__Extracted text__:
The approach forward must be one which stresses apprenticeships and self-study, along with guidance of mentors.  Most of the knowledge industries can be managed in this way.  However for this to work people must grow up around tools.  Increasing access to tools and facilities is thus the primary work that must be done.

Friday, March 15, 2013

An alternative to Liberalism, part 1, post 1: Introduction and some Definitions

This is in part a critique of OzConservative's insightful critique of liberalism and in part an expansion.  My critique is somewhat nuanced, and is not necessarily a refutation of what he says.  In many ways I go beyond the piece I am replying to, while in others I may not go as far.

My overall thesis is that liberal philosophy is built on two fundamental pillars, autonomy theory and technocracy.  Autonomy theory confuses descriptive truths about human existence with prescriptive recommendations, and thus effects a bit of a slight of hand.  The real problem though is when this is combined with technocracy, namely the idea that social progress approximates technological progress and therefore we can invent our way out of problems.  These twin ideas form the heart and soul of liberalism, and they can be shown to be as sexist, for example, as anything that has come before.

[Stored entries]
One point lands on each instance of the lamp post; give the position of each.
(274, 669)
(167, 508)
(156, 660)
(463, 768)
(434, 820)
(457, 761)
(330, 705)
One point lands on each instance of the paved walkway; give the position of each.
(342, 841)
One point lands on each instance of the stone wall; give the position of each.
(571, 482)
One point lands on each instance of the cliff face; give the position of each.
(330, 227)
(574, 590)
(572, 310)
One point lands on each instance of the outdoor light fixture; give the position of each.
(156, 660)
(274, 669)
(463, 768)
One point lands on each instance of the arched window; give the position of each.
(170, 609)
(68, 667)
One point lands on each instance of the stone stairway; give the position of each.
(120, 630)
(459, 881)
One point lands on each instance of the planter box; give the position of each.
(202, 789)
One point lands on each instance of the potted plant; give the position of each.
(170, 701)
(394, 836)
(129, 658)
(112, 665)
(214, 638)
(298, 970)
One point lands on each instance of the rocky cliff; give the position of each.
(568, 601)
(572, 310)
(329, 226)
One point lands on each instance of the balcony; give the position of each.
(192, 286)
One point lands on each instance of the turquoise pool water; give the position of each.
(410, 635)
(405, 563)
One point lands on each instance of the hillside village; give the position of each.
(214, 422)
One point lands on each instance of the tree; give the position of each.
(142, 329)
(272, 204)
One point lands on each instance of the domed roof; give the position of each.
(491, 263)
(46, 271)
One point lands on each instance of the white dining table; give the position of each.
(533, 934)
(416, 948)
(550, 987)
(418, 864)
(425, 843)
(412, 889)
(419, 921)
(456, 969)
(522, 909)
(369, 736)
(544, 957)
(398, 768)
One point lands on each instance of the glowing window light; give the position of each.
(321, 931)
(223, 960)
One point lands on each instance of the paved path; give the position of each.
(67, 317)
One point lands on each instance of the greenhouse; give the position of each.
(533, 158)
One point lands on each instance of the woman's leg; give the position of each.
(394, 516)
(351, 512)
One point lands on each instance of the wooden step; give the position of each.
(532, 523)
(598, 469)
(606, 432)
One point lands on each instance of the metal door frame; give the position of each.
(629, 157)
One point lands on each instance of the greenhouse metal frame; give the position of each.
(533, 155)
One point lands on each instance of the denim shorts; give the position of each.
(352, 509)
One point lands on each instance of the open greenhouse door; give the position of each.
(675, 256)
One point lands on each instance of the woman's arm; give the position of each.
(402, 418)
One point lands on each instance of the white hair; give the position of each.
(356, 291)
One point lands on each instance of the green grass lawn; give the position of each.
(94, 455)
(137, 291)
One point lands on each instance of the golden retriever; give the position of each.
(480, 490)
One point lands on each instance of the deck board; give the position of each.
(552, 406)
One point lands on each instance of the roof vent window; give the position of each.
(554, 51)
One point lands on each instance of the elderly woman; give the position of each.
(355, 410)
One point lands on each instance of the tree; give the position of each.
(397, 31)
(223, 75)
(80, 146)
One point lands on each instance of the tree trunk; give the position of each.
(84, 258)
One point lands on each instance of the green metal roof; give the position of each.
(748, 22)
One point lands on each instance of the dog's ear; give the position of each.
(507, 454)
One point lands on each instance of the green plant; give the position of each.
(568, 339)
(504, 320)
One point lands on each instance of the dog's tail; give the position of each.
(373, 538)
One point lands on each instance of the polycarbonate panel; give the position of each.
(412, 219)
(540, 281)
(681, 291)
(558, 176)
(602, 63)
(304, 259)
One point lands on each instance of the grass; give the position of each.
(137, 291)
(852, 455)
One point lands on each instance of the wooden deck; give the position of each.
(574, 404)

__Tasks to perform__:
**1.** Copy out the portion of the blog text on liberalism starting with "The approach forward" and going on through "not go as far.".
**2.** Answer these questions using the blog text on liberalism:
(a) What date is shown above the post's title?
(b) According to the writer's thesis, what are the two fundamental pillars of liberal philosophy?
(c) Whose critique of liberalism is this post partly responding to?
**3.** Continue the blog text on liberalism from its final sentence.

__Task-by-task results__:
**1.**
The approach forward must be one which stresses apprenticeships and self-study, along with guidance of mentors.  Most of the knowledge industries can be managed in this way.  However for this to work people must grow up around tools.  Increasing access to tools and facilities is thus the primary work that must be done.

Friday, March 15, 2013

An alternative to Liberalism, part 1, post 1: Introduction and some Definitions

This is in part a critique of OzConservative's insightful critique of liberalism and in part an expansion.  My critique is somewhat nuanced, and is not necessarily a refutation of what he says.  In many ways I go beyond the piece I am replying to, while in others I may not go as far.

**2.**
(a) Friday, March 15, 2013
(b) Autonomy theory and technocracy
(c) OzConservative's

**3.**
Finally I will try to offer something of an alternative.  It is worth noting that this is not the only alternative, and it will be drawn from pagan traditions both in the Classical world and Northern Europe.  In this regard this places me much closer to the Catholic and Orthodox thinkers I know than to the Protestant ones I know.   The major difference is that in rejecting Christianity and other internationalist religions, I am free to reject the idea of a single world authority.

But before we begin it is important to be clear about the nature of social constructs.  Liberals often call things "social constructs" to dispute their binding nature.   Social constructs however can be quite binding.  For example, there is no innate difference between a twenty dollar bill and a five dollar bill.  They are printed with different designs.  The relative value is socially constructed.  We are not really free, however, to just decide that five dollar bills are worth fifteen times what a twenty dollar bill is.  Moreover the entire liberal economic system would collapse if social constructs were done away with.  Money, for example, couldn't exist.  Many social constructs are thus built on social imperatives and so we can't do without them.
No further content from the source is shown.